In many instances, it has been Wrightstyle’s ability to demonstrate independent testing against both fire and smoke that has proved a decisive factor, underlining the highly-specialist nature and international context of the steel glazing market.

The main lesson for designers is not simply to build in passive and active fire systems, but to look at the whole stadium or building’s capacity to withstand a fire. For the glazed components, that should mean analysing the level of containment the glass will provide and its compatibility with its framing systems.

Those levels of containment are absolutely vital in a stadium, with very large numbers of people in a restricted area and who, in the event of a fire, may not always follow proper evacuation procedures. Evacuation models, based on engineering and computational tools, don’t necessarily reflect the variable nature of human reaction.

Computer modeling and human behaviour diverge the moment that the fire alarm sounds. The fire safety designers may assume that patrons will immediately head for a designated fire exit. However, human psychology is likely to delay any response because many people will assume it’s a false alarm, or wait for further instruction from someone in a position of authority.

Further complicating matters is that people will generally finish what they’re doing. If they’re on a concourse buying food, they’ll often complete that purchase before deciding whether to evacuate. The most compelling example of this, although not stadium-related, was during the Kings Cross railway station fire in London in 1987, which killed 31 people.

In that tragedy, many passengers stepped over fire hoses to reach elevators taking them underground for their trains. That’s what they were at Kings Cross to do, and a seemingly innocuous fire wasn’t going to stop them. In the retail sector, research suggests that people would rather first go to the checkout to purchase goods rather than immediately evacuate the building.

More specific to stadiums, patrons will often seek to reunite with family members or friends. For example, if one family member is away from their seat when an alarm sounds – perhaps that same patron buying food on a concourse – they will often go back to their seat to find others in their party before making any decision to evacuate.

It adds up to a delayed flight time that the stadium’s design and evacuation procedures must address. In buildings research, as much as two-thirds of the time it takes people to exit a building after an alarm is start-up time – time wasted in looking for more information, or not taking the alarm seriously. Stadiums do, of course, have the advantage of having PA systems and a scoreboard on which information can be posted. However, human psychology is also at work, and the passive fire measures employed in the stadium’s design must also factor in a delayed evacuation response.

That’s why modern steel glazing systems are so important, either for the exterior envelope of the stadium or for internal screens and fire doors. With advanced glazing systems able to provide up to 120 minutes of protection against the spread of fire, smoke or toxic gases, they have become an integral part of modern stadium design, giving people more than enough time to evacuate and protecting escape routes along the way. Those escape routes become more significant for the elderly, infirm or disabled, who will typically need more time to evacuate.

However, one word of caution: In many instances, untested combinations of glass and frame are still being specified separately – despite the fact that, in a fire situation, the glass will only be as good as its framing system, and vice versa. Insisting on tested, and therefore proven, compatibility, and specifying it as a requirement of the tendering process, should be a matter of course.

Stadium design has come a long way in the past few decades, driven by new regulations to deliver a new generation of safer stadiums. But it’s also a tragedy that it’s taken catastrophe to make it happen.

• PROVIDED INFORMATION:
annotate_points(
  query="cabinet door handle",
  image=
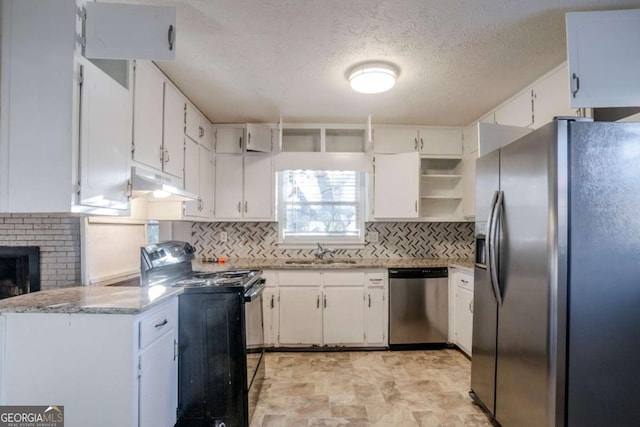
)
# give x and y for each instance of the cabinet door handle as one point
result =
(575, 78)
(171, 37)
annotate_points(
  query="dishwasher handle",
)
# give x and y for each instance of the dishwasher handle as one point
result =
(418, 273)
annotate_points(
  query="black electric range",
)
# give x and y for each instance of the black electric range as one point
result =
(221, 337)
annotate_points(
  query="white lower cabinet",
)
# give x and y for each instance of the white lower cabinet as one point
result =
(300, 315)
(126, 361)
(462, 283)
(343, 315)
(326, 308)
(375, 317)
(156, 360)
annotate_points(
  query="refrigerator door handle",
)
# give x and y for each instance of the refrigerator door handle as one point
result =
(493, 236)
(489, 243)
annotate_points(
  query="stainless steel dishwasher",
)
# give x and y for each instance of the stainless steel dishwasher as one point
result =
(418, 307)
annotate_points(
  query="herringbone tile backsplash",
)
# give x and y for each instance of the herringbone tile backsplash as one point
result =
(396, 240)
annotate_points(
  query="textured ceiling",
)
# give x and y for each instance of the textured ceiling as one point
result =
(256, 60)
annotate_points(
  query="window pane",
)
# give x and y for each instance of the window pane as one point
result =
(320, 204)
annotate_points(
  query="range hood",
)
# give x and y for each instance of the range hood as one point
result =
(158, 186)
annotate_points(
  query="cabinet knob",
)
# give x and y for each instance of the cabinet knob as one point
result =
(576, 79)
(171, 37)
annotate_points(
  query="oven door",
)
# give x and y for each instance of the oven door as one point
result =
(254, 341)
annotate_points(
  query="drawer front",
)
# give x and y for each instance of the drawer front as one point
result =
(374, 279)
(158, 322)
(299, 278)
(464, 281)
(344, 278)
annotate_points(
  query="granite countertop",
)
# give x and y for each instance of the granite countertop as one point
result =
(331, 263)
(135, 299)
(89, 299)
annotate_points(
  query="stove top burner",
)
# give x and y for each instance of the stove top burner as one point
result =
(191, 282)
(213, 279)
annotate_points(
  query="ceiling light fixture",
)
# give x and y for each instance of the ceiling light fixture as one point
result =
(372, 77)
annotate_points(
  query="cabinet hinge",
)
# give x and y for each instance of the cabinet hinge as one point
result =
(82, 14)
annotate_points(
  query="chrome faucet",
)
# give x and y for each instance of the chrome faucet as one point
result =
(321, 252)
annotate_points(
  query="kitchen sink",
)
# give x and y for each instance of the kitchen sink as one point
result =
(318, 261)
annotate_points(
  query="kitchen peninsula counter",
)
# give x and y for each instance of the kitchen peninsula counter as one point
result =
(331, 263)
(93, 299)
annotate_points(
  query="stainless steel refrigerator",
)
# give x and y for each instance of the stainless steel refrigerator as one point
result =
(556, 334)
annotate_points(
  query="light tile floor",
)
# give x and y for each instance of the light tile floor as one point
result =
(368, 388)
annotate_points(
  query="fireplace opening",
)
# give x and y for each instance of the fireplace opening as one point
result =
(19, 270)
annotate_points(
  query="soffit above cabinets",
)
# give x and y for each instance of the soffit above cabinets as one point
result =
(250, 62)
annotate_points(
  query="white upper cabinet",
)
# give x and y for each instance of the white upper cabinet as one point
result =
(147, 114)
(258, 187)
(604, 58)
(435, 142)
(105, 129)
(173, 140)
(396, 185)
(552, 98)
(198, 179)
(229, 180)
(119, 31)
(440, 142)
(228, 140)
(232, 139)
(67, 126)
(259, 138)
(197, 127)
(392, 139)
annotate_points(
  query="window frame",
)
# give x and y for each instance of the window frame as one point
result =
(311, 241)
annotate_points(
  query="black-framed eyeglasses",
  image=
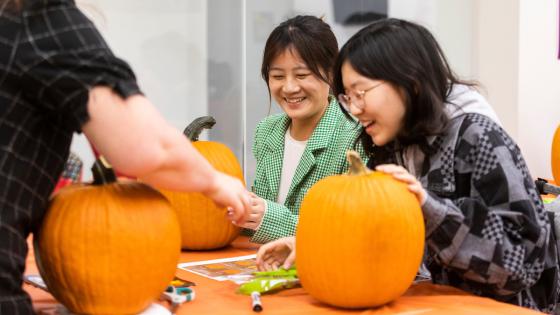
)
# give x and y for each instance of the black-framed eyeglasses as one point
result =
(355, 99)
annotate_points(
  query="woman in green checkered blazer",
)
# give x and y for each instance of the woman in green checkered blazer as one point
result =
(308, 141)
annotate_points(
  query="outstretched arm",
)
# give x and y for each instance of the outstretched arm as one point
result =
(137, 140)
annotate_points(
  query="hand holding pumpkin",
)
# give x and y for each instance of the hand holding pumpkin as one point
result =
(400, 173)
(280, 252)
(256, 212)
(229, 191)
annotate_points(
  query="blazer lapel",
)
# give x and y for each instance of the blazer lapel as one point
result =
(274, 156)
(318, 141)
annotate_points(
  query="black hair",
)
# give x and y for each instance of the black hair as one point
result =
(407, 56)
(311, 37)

--

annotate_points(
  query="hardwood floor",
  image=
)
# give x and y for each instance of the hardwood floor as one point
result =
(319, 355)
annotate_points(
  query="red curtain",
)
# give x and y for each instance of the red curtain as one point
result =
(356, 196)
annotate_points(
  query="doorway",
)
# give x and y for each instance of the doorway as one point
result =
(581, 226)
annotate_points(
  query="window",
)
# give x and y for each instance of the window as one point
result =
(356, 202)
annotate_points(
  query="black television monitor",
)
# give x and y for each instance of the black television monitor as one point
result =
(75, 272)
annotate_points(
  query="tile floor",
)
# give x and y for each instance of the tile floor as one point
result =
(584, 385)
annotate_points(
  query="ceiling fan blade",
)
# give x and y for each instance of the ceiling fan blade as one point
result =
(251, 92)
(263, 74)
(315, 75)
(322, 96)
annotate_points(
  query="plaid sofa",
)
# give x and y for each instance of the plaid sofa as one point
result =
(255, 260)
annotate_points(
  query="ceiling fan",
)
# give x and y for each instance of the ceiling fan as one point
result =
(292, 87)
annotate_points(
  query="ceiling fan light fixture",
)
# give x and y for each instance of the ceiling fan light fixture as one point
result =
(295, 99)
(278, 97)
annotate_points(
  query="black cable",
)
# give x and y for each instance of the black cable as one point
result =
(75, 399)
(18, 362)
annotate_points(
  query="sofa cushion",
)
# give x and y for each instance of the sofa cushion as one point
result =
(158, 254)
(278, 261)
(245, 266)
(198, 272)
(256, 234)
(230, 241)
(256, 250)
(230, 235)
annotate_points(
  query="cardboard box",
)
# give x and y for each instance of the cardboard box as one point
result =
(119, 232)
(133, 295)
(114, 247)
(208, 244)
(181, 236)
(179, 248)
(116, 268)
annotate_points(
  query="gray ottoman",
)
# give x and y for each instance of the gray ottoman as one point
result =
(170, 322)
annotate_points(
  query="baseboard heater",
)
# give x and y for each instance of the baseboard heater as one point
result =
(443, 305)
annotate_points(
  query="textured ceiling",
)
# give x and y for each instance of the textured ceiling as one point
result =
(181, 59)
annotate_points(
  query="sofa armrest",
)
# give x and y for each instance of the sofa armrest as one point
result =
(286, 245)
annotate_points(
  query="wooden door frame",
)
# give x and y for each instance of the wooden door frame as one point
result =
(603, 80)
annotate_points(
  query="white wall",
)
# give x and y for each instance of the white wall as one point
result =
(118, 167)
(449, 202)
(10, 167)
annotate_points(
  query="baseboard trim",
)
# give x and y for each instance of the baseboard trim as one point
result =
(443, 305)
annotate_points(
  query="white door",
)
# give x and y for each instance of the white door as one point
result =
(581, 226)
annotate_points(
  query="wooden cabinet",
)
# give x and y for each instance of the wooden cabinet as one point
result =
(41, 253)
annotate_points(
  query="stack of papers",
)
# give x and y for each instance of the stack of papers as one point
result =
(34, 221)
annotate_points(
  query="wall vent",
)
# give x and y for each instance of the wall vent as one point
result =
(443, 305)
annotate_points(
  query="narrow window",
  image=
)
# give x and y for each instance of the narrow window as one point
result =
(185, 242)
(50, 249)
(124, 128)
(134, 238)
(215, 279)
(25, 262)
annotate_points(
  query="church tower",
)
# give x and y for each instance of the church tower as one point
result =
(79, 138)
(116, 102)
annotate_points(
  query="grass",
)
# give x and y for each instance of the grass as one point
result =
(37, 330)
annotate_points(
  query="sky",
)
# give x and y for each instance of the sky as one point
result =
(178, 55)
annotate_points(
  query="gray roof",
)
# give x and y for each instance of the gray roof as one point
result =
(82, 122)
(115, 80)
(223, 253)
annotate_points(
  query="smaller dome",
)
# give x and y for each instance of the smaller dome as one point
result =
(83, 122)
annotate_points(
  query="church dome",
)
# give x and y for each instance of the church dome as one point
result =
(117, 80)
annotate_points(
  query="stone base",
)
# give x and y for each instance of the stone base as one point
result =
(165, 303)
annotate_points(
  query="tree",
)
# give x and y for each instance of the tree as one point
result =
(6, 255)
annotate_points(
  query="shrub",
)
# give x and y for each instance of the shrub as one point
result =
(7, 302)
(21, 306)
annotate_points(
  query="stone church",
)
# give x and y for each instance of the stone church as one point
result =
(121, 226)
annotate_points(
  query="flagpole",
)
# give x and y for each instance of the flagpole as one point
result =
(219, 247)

==

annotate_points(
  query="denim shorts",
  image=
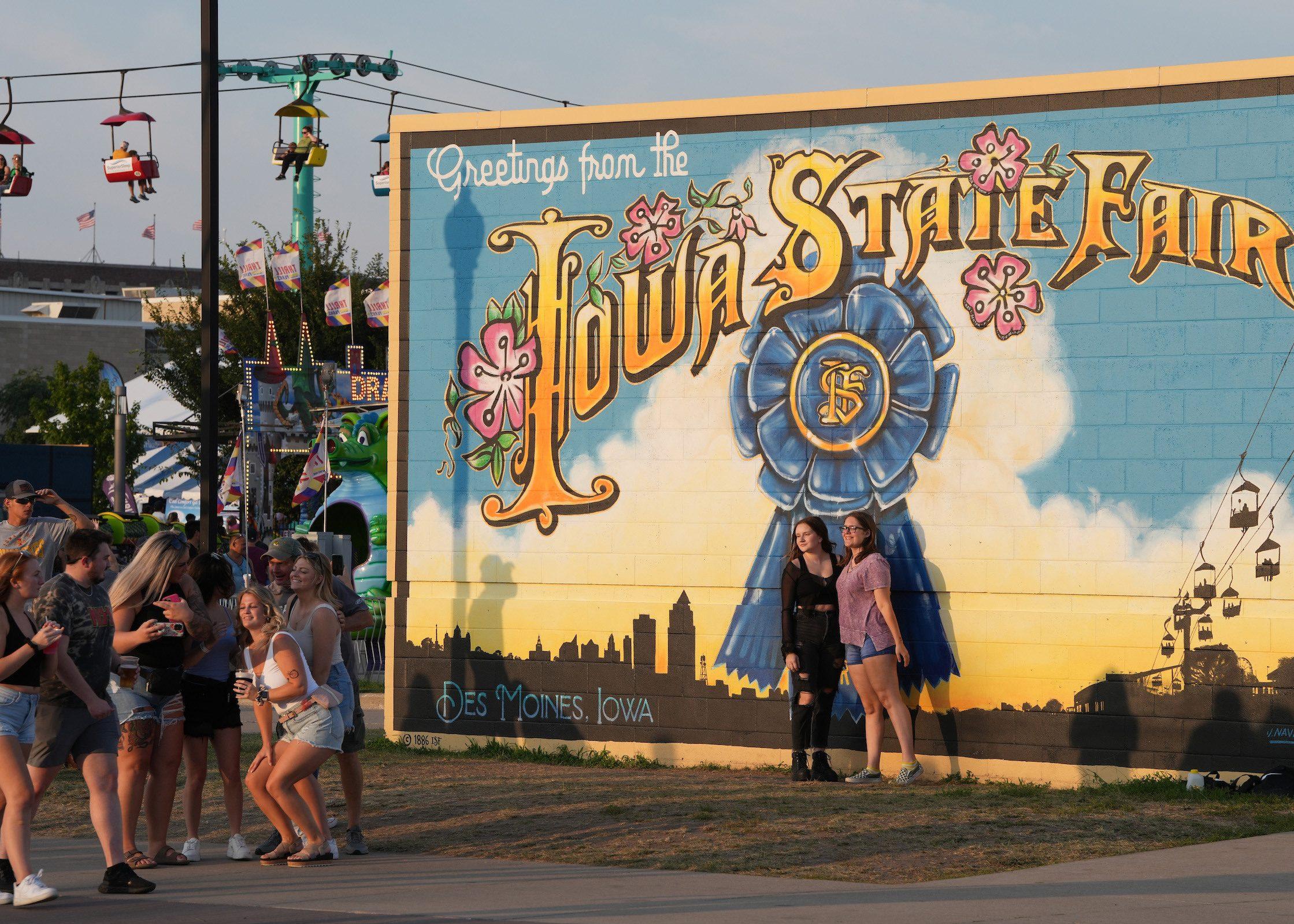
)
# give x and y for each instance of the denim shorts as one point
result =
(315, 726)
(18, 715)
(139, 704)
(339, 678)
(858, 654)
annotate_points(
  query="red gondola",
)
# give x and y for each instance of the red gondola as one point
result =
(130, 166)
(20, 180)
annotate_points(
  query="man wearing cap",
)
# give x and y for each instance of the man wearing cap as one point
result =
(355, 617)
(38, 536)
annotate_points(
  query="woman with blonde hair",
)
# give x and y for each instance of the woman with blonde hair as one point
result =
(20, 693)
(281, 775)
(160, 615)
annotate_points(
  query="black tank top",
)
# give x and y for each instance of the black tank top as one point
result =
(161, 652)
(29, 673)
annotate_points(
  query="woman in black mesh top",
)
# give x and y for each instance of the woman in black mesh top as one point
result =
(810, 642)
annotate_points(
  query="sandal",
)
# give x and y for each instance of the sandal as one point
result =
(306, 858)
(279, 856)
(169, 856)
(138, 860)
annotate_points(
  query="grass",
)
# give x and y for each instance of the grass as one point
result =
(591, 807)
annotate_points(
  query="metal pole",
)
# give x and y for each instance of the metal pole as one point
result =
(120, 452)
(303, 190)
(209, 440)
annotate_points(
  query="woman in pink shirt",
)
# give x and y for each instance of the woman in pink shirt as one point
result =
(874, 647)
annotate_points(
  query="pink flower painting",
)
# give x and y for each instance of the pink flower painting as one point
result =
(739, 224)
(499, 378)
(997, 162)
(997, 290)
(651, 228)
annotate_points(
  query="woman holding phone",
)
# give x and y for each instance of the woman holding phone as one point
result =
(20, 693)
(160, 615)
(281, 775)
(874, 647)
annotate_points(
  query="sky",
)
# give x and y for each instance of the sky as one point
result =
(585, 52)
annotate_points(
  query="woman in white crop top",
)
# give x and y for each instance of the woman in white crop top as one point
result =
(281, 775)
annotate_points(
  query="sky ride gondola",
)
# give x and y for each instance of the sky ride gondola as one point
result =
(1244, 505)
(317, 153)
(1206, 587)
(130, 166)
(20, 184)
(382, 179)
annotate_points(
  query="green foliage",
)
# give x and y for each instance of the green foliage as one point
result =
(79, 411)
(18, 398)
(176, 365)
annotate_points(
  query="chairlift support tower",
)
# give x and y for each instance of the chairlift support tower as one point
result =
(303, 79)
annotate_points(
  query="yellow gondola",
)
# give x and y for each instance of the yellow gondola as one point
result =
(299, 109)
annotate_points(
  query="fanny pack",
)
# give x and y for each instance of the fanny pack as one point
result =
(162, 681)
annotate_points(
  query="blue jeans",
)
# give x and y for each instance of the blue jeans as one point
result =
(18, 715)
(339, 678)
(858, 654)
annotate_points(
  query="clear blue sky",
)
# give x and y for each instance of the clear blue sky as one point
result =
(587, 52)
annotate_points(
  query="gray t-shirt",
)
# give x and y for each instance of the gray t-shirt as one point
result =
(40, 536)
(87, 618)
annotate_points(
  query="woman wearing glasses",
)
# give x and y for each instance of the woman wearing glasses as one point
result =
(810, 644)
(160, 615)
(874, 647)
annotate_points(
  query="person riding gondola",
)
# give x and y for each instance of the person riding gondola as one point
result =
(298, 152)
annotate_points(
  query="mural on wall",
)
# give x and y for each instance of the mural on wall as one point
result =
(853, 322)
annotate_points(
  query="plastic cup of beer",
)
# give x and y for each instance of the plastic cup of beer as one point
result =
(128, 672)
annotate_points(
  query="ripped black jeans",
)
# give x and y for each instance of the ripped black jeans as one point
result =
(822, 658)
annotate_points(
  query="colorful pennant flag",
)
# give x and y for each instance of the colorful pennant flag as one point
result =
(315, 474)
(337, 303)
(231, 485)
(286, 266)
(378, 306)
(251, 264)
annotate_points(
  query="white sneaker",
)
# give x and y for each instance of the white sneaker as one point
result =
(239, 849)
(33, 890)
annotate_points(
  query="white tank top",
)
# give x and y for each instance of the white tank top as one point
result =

• PARTS OF THE EXERCISE:
1: Retype the part of the stadium fire safety text that opens with the words "That’s why modern" and closes with "time to evacuate.".
2: According to the stadium fire safety text, how many people died in the 1987 Kings Cross railway station fire?
3: Decide whether each statement agrees with the stadium fire safety text, answering yes or no and quoting the deciding words.
(a) Advanced glazing systems can give up to 120 minutes of protection against the spread of fire, smoke or toxic gases.
(b) In buildings research, start-up time makes up about half of the time people take to exit after an alarm.
(c) A stadium patron who is away from their seat when an alarm sounds usually heads straight for the nearest exit.

• RESPONSES IN ORDER:
1:
That’s why modern steel glazing systems are so important, either for the exterior envelope of the stadium or for internal screens and fire doors. With advanced glazing systems able to provide up to 120 minutes of protection against the spread of fire, smoke or toxic gases, they have become an integral part of modern stadium design, giving people more than enough time to evacuate and protecting escape routes along the way. Those escape routes become more significant for the elderly, infirm or disabled, who will typically need more time to evacuate.

2: 31 people.

3:
(a) Yes: "able to provide up to 120 minutes of protection against the spread of fire, smoke or toxic gases"
(b) No: "as much as two-thirds of the time it takes people to exit a building after an alarm is start-up time"
(c) No: "they will often go back to their seat to find others in their party before making any decision to evacuate"